__Short exercise 1__:
In the records below, rewrite every line from the one containing "Highlight every garden wall." through the one containing "[0,0,118,42]", including the requests, with 38 added to each bounding-box coordinate.

__Text provided__:

Jan 30, 2014, 10:43 pm Last Edit: Jan 30, 2014, 10:45 pm by RomainP Reason: 1
Hi,

I got an Arduino for Christmas with the 10DOF GY-88 (the HMC5883L is part of it) and problems are coming ! So, this is my first big problem and my first post ! I hope you'll have the time to help me.

I'm re-coding a library to be able to use the magnetometer, in order to be sure to understand perfectly what I'm doing. Everything is fine with the code, but there is something I cannot explain : I'm assuming that the quantities I'm measuring in x, y and z are the magnetic intensity in those directions, so I would like to check that x²+y²+z² is constant when I move the sensor (if there are no disturbances of the earth's magnetic field), but it's not the case at all !!! this norm is varying a lot when the sensor moves. And it's not simply noise due to the movement : the norm stabilizes at another value. I get a norm  varying between 500 and 1500 (computed with the raw value I get) which is quite a lot...

I've got two hypothesis :
- The answer of the sensor is not linear, maybe affine ?

__Exercise material__:
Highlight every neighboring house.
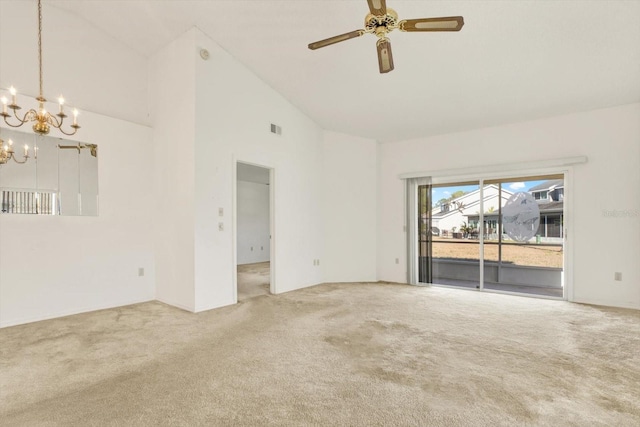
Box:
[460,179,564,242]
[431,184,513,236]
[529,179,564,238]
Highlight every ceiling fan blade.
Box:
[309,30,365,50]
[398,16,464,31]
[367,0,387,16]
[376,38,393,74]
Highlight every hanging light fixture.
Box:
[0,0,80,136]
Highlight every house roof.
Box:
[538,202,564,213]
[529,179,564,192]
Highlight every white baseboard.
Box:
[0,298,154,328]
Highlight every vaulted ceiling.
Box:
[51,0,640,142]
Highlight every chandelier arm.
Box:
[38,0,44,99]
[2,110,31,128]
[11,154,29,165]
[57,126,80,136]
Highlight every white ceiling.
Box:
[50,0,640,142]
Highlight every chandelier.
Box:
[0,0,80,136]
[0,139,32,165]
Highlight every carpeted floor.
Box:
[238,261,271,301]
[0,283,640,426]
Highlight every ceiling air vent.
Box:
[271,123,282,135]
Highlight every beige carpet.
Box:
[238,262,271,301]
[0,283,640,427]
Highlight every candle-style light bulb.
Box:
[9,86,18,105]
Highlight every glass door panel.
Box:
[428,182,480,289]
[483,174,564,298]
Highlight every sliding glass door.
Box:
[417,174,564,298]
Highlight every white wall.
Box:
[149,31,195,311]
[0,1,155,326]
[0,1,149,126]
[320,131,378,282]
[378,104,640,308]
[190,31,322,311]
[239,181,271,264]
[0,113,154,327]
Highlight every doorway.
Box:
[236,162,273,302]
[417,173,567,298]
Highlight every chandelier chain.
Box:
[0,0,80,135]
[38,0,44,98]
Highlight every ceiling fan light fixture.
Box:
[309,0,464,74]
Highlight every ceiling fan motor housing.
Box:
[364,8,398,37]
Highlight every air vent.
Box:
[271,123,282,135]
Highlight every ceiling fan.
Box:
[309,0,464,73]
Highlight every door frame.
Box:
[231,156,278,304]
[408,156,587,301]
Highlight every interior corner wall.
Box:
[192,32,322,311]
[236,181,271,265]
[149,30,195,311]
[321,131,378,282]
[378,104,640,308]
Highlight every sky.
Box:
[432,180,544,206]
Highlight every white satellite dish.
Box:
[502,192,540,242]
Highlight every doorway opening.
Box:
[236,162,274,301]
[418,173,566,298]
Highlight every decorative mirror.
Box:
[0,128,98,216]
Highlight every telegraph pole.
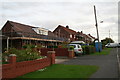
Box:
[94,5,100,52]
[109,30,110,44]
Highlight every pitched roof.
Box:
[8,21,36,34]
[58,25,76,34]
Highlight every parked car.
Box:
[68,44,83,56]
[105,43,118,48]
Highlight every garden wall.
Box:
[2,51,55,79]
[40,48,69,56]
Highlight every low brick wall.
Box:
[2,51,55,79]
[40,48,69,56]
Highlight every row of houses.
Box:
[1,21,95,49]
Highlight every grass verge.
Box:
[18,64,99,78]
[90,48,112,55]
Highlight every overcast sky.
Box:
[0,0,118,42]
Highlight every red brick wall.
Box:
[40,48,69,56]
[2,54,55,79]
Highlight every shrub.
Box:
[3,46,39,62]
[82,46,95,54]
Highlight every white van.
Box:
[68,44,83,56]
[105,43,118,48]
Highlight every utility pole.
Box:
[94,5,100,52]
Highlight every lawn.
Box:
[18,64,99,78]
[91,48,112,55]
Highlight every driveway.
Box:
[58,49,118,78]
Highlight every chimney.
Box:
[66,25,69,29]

--

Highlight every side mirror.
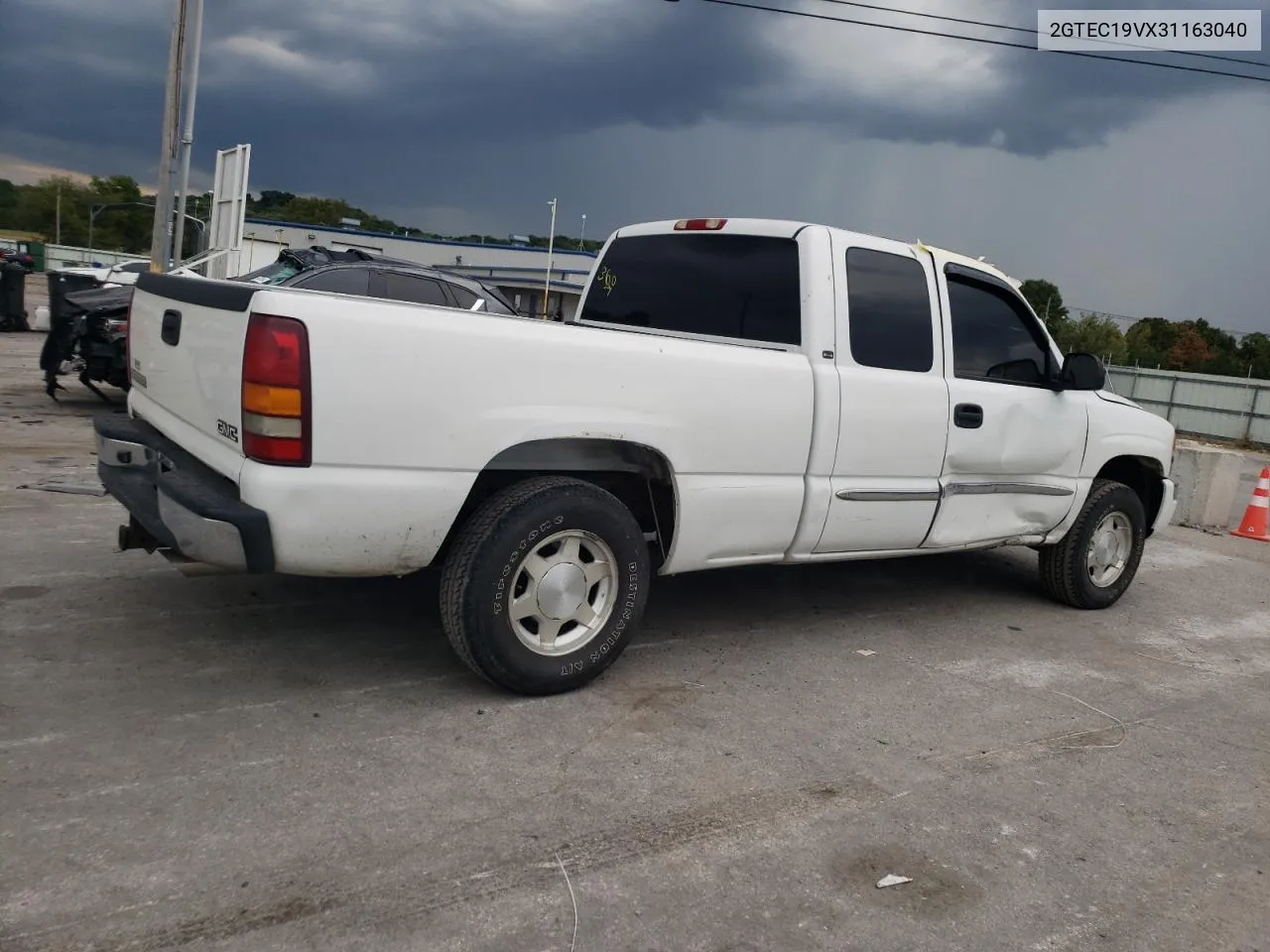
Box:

...

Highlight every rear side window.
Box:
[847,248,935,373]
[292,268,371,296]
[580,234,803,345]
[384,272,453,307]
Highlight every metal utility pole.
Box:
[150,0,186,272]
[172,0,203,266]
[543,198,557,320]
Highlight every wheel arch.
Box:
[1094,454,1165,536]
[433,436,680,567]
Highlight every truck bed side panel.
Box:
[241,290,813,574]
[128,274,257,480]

__Short exercise 2__:
In the magnetometer forum post, between which values does the poster's computed norm vary?

__Exercise solution 1__:
Highlight every garden wall.
Box:
[40,89,93,117]
[78,86,107,94]
Highlight every low brick wall.
Box:
[40,89,93,117]
[78,86,107,94]
Highlight every row of houses.
Box:
[39,59,133,87]
Highlight every grass verge.
Box:
[56,102,137,116]
[128,86,150,93]
Highlight every overcast sky.
Box:
[38,38,156,80]

__Exercise solution 2__:
Between 500 and 1500.